▶ _Entries supplied_:
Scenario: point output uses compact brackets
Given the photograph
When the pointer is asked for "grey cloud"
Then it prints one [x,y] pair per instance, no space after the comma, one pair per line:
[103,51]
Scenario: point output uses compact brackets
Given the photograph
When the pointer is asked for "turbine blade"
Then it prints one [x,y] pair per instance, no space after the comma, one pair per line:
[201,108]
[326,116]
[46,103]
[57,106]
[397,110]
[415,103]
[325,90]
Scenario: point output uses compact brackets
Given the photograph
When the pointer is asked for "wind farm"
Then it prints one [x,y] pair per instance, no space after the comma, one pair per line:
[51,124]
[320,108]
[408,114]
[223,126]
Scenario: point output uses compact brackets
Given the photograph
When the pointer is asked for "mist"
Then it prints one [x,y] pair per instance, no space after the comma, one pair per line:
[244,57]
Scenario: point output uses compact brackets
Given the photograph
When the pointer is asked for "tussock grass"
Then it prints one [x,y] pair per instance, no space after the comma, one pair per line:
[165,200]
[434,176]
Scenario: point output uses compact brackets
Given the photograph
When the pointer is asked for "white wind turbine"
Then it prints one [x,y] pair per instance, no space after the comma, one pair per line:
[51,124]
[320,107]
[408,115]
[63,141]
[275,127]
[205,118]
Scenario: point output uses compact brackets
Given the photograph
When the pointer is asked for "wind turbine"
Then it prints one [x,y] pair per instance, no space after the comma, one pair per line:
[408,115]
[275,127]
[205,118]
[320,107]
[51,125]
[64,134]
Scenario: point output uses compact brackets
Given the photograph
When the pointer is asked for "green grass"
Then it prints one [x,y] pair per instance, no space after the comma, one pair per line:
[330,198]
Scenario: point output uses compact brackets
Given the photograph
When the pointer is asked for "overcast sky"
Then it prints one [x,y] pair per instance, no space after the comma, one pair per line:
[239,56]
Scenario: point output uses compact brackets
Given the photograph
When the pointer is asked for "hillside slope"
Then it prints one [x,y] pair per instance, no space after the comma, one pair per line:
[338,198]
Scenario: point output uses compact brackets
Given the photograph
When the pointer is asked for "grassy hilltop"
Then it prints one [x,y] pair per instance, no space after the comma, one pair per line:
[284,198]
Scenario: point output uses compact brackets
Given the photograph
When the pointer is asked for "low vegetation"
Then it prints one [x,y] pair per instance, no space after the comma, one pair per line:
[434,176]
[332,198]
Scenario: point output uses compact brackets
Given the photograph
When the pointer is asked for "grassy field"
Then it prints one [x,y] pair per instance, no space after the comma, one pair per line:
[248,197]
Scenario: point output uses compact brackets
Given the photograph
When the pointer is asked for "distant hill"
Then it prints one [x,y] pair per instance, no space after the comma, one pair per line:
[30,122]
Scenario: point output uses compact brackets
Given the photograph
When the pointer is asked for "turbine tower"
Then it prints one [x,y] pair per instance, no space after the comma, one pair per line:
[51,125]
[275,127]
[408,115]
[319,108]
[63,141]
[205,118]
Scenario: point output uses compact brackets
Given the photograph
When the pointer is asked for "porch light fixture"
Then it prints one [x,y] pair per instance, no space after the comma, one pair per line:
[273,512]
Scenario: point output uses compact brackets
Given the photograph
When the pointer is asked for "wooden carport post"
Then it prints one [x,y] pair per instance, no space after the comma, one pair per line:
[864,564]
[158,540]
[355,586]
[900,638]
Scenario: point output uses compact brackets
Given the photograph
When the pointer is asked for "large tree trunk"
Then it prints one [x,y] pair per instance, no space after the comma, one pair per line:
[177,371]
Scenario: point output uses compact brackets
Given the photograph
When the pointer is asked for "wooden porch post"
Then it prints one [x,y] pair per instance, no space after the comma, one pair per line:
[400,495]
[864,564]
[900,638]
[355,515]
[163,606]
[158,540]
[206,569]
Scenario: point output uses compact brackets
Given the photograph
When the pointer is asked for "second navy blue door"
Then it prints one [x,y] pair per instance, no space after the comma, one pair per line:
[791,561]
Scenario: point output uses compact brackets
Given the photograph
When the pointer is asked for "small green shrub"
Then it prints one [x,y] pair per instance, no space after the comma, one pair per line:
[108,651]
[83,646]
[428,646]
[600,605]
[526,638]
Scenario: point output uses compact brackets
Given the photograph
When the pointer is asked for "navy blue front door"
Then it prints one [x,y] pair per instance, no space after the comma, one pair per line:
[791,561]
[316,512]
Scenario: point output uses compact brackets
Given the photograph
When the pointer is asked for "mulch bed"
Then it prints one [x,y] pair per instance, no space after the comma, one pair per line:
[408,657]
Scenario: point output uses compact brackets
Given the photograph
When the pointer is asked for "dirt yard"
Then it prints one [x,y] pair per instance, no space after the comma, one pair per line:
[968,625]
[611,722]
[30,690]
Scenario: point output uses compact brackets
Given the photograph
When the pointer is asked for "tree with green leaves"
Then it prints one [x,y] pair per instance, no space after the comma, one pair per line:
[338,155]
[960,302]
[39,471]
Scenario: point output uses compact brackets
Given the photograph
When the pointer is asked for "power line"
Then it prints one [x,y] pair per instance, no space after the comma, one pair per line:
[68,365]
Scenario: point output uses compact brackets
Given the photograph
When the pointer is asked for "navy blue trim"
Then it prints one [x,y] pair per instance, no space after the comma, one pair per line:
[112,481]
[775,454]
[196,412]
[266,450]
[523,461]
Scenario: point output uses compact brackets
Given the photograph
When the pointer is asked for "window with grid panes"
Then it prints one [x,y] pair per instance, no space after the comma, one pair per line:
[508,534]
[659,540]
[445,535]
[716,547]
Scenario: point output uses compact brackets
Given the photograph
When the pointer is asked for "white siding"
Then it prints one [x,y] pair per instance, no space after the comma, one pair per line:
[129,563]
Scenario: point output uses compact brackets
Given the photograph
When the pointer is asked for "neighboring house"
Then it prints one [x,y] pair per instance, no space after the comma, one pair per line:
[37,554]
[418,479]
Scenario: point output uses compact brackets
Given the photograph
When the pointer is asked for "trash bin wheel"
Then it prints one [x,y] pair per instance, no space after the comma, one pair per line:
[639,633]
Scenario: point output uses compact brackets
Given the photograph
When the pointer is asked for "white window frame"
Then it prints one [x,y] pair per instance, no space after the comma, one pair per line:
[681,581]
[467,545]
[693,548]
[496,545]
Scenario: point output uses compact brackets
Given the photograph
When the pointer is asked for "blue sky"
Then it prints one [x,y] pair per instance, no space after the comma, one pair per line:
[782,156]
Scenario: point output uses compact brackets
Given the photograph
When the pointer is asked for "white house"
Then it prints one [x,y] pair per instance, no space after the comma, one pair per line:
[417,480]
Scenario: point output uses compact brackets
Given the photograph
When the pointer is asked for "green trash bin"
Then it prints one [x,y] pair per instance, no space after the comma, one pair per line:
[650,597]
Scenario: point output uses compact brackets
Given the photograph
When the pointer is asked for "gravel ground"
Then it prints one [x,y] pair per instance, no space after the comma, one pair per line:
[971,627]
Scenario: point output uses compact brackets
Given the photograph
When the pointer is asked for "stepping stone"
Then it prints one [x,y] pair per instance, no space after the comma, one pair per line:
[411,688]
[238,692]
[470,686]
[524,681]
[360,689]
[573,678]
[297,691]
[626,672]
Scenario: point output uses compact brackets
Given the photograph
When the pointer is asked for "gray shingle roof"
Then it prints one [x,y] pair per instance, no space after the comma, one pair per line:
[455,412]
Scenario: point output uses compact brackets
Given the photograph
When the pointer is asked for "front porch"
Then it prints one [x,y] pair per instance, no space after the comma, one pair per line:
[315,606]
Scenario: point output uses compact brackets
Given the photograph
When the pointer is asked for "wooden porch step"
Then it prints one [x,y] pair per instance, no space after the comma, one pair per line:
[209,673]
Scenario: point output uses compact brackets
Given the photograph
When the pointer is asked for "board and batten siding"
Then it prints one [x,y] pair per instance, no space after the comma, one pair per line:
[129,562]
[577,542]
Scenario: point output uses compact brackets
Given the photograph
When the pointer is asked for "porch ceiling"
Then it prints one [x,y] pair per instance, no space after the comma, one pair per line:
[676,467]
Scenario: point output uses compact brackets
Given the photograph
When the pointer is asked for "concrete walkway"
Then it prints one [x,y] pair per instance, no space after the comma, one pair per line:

▶ _Work to complete_: Go through the material and report each line that holds the string "green".

▶ _Answer box_:
When the pointer is asked for "green grass"
When the pointer is asked for "small green shrub"
When the pointer is asked for "tree with green leaves"
When the pointer is asked for "green trash bin"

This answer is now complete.